▶ [SHORT TASK]
Reproduce the line that contains "Task: find the distant" and every line after it through the end of the records, exactly, with nothing added.

▶ [RECORDS FOR THIS TASK]
☆ ☆ ☆ ☆

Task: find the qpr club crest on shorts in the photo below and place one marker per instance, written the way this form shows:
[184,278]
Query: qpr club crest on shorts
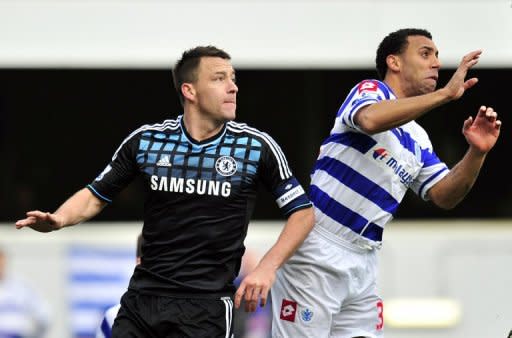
[225,165]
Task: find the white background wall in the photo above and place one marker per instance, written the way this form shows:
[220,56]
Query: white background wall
[467,261]
[257,33]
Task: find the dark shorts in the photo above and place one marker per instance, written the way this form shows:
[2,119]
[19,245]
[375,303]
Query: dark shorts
[150,316]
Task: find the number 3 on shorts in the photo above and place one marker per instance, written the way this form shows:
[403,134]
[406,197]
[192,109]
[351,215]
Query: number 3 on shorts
[380,314]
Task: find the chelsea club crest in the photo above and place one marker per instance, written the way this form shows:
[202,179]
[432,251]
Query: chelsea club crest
[225,165]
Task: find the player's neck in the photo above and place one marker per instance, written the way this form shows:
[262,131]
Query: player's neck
[395,85]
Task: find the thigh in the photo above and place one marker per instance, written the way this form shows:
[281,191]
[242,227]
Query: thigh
[361,315]
[151,316]
[131,320]
[307,292]
[195,318]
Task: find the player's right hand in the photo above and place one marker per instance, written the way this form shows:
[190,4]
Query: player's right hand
[458,84]
[40,221]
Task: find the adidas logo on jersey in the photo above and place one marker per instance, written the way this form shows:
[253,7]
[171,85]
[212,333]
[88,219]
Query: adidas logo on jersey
[164,162]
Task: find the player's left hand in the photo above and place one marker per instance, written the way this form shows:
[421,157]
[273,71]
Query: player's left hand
[255,286]
[483,131]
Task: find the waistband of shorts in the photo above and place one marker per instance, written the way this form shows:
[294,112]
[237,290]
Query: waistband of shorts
[348,239]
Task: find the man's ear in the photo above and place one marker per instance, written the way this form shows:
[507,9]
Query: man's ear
[188,91]
[393,62]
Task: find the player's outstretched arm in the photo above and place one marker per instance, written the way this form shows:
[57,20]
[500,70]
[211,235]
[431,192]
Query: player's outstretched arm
[458,84]
[388,114]
[257,284]
[481,133]
[80,207]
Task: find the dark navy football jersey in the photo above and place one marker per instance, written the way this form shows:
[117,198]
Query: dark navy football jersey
[200,197]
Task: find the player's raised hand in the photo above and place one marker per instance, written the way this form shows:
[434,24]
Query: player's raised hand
[40,221]
[253,287]
[483,131]
[458,83]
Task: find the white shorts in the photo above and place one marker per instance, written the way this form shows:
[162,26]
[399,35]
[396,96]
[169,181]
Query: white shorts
[327,289]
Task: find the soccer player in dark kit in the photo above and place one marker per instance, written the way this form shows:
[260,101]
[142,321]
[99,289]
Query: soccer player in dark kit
[201,173]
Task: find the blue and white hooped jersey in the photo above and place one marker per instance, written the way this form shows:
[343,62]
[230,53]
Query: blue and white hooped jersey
[359,180]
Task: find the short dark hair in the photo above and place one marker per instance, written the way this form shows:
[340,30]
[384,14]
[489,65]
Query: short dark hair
[185,69]
[393,44]
[140,243]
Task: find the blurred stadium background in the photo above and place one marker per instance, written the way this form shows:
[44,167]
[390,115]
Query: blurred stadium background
[76,77]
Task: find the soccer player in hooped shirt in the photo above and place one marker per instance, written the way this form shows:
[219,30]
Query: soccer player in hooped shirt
[201,173]
[374,154]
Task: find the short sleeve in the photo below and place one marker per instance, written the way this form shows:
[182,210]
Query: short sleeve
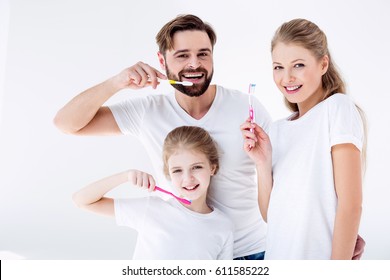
[129,114]
[346,125]
[131,212]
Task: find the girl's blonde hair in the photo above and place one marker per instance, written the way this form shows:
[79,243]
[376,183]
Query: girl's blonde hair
[190,138]
[308,35]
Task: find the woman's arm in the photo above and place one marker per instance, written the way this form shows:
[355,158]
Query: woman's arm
[92,197]
[348,185]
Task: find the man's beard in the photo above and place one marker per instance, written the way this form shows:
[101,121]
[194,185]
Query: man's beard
[196,89]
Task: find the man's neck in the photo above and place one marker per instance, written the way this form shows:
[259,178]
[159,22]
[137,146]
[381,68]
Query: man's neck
[197,107]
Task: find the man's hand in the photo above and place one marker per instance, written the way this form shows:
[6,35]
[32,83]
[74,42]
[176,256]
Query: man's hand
[359,248]
[138,76]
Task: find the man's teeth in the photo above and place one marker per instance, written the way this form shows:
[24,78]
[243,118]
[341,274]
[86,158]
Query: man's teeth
[193,75]
[190,188]
[293,88]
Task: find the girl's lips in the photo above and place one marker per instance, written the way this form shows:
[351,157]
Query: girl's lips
[190,189]
[292,89]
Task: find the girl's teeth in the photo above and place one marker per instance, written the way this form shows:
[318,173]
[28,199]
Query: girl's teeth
[292,88]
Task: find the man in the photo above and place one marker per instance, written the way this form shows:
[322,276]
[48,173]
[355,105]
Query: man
[186,54]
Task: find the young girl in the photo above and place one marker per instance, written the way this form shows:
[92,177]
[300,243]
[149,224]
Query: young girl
[310,180]
[170,229]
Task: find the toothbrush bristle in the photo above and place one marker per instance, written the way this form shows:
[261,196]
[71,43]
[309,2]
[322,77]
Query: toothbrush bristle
[187,83]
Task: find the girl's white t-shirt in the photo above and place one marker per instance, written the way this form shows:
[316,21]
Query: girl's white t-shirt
[233,190]
[303,201]
[169,231]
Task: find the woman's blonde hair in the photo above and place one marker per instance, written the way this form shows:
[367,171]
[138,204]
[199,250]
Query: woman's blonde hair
[191,138]
[308,35]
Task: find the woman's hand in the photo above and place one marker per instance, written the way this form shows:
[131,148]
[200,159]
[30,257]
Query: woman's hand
[256,143]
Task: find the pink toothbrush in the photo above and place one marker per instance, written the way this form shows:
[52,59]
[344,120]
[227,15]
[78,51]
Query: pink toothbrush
[251,91]
[183,200]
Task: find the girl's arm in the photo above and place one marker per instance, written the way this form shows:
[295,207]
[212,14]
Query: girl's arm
[348,185]
[258,147]
[92,197]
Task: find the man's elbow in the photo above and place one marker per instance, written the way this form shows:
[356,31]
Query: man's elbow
[63,126]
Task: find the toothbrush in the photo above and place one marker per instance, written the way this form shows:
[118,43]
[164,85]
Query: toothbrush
[184,83]
[251,91]
[183,200]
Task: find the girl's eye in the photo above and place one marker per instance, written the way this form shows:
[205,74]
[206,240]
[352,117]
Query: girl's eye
[197,167]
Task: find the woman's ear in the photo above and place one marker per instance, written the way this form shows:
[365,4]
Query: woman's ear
[325,64]
[213,168]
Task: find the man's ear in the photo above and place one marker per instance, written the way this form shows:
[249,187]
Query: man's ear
[161,59]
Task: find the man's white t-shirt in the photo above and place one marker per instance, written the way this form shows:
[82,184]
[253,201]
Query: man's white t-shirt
[303,200]
[234,188]
[169,231]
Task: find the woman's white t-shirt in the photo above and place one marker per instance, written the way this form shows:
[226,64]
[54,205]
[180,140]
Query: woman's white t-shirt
[303,201]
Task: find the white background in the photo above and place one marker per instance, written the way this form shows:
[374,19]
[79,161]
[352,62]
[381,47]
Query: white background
[52,50]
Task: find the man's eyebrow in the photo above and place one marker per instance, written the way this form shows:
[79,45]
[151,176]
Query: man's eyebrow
[187,50]
[180,51]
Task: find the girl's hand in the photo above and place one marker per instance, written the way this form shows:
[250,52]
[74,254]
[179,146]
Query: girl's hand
[257,143]
[141,179]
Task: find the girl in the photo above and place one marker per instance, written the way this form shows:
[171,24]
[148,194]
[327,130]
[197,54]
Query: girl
[170,229]
[310,180]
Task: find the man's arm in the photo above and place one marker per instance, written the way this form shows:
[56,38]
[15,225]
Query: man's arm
[85,113]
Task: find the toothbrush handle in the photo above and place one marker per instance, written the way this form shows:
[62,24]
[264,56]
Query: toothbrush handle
[185,201]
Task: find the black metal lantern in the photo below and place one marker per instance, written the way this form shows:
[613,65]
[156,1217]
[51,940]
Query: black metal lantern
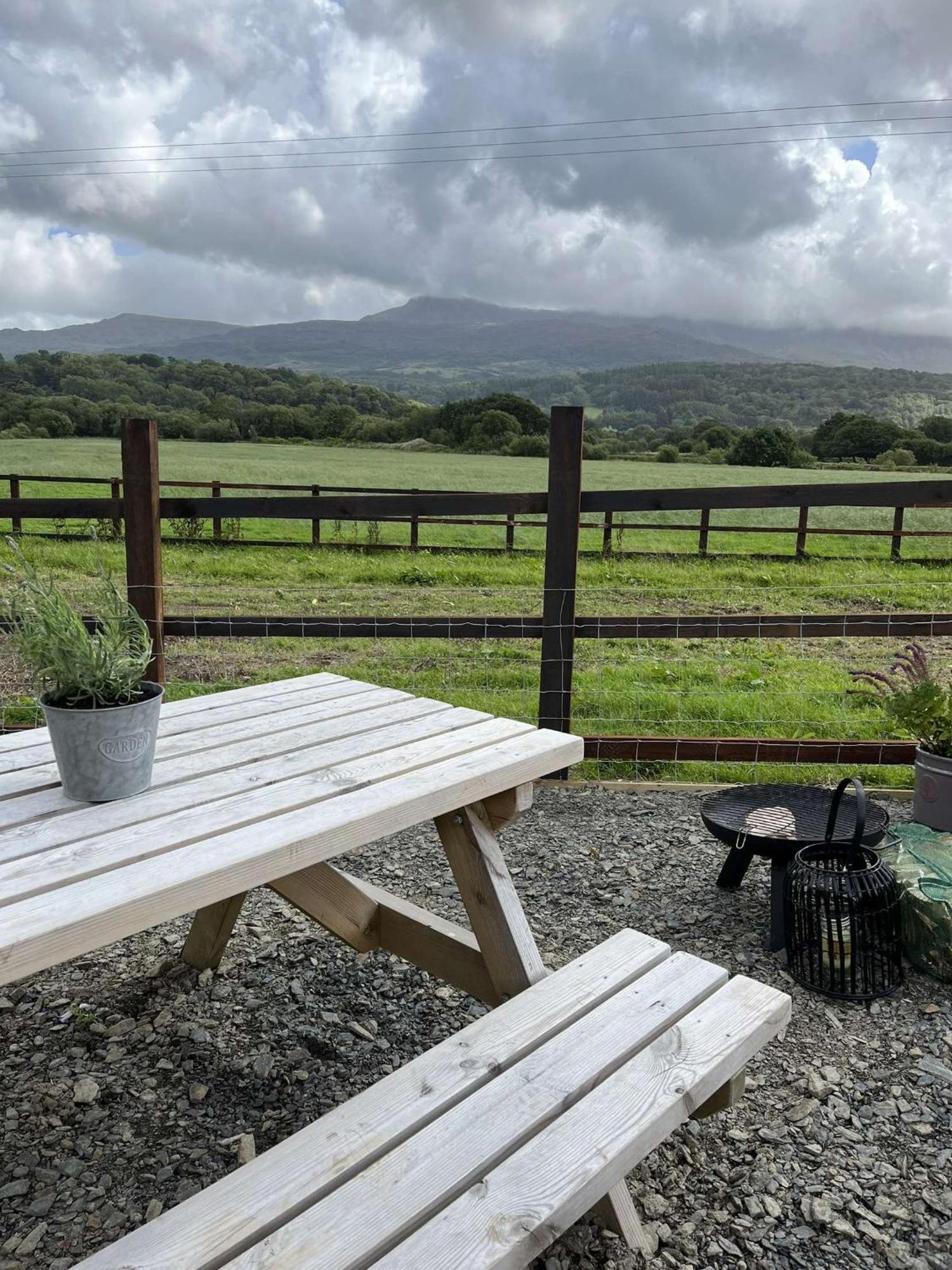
[842,915]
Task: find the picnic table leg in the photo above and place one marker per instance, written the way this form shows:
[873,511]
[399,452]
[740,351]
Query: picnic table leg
[210,934]
[508,946]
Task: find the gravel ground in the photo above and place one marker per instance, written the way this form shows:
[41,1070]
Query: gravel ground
[131,1081]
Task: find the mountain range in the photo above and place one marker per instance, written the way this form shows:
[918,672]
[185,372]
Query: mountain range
[444,341]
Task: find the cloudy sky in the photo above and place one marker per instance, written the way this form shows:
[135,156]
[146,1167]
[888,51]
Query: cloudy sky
[838,232]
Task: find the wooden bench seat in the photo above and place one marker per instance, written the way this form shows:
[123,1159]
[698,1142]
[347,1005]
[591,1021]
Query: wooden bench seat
[484,1150]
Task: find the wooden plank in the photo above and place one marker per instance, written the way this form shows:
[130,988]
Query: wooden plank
[748,750]
[195,754]
[426,1173]
[729,1094]
[210,934]
[116,493]
[338,902]
[527,627]
[704,531]
[366,918]
[53,928]
[889,493]
[359,735]
[356,628]
[187,705]
[326,773]
[488,893]
[567,430]
[343,507]
[139,443]
[766,627]
[16,523]
[172,725]
[67,509]
[616,1211]
[216,520]
[248,1205]
[507,942]
[503,810]
[607,534]
[800,551]
[521,1207]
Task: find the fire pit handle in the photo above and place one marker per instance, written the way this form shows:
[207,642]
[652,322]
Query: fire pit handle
[860,811]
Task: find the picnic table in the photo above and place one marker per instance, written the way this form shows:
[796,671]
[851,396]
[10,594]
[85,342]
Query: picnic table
[563,1088]
[263,787]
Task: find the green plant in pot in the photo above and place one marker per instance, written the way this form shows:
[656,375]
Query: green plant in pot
[101,709]
[916,703]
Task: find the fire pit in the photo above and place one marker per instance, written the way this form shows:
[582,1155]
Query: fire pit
[776,821]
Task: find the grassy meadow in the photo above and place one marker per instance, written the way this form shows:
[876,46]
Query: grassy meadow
[663,688]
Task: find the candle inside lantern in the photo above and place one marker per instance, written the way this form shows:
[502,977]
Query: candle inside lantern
[837,947]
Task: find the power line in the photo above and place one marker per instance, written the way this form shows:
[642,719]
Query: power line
[550,154]
[470,145]
[499,128]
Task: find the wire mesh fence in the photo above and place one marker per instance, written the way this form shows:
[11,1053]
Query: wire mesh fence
[685,686]
[673,667]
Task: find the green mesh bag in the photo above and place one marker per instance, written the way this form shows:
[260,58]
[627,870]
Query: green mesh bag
[922,862]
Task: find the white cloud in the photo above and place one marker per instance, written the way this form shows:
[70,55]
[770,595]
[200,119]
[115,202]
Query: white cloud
[770,234]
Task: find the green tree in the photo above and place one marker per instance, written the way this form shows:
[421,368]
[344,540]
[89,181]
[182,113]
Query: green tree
[765,448]
[493,431]
[939,427]
[529,448]
[54,424]
[855,436]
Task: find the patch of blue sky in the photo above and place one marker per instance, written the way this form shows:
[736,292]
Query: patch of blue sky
[865,152]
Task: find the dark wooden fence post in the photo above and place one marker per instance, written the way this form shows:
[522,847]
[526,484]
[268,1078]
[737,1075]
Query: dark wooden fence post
[116,492]
[144,543]
[315,523]
[705,529]
[802,533]
[555,697]
[16,523]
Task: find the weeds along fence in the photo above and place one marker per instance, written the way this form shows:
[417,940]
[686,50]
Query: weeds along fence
[220,518]
[647,690]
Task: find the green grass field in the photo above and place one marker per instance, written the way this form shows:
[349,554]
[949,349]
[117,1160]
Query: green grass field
[703,688]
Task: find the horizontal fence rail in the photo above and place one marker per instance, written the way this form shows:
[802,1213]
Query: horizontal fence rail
[465,509]
[899,625]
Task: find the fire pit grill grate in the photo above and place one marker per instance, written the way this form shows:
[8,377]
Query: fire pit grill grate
[784,819]
[776,821]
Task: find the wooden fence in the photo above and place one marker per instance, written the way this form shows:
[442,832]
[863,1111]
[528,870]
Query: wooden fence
[421,507]
[143,509]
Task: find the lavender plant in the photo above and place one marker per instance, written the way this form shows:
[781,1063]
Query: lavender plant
[913,700]
[70,665]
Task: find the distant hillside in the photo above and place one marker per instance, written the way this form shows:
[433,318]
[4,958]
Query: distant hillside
[430,346]
[126,333]
[449,338]
[743,396]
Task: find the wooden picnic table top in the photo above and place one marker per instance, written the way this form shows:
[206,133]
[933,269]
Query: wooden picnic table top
[249,787]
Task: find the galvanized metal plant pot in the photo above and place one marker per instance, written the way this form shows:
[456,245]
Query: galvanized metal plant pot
[106,754]
[932,802]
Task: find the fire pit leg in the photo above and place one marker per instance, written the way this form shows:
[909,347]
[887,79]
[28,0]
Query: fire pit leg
[779,874]
[736,867]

☆ ☆ ☆ ☆

▶ [FINAL RESULT]
Task: find the distant hillside in the photo above and place one marker per instance, written the way this form shows:
[433,318]
[4,958]
Query: distant hillside
[430,346]
[126,333]
[449,338]
[743,396]
Task: find the wooden picnic table top in the photo above and place one marker per instance, written the way this form shows:
[206,133]
[933,269]
Query: wooden picnic table top
[249,787]
Task: find the galvanized metal plant pot in the photo above and place one marker per instance, written the way this form shows:
[456,245]
Query: galvanized metal plant pot
[106,754]
[932,802]
Task: find the fire pit leg in the photo above and place one marker per instance, written the way this form shows:
[909,347]
[887,79]
[28,0]
Query: fire pit leg
[779,874]
[736,867]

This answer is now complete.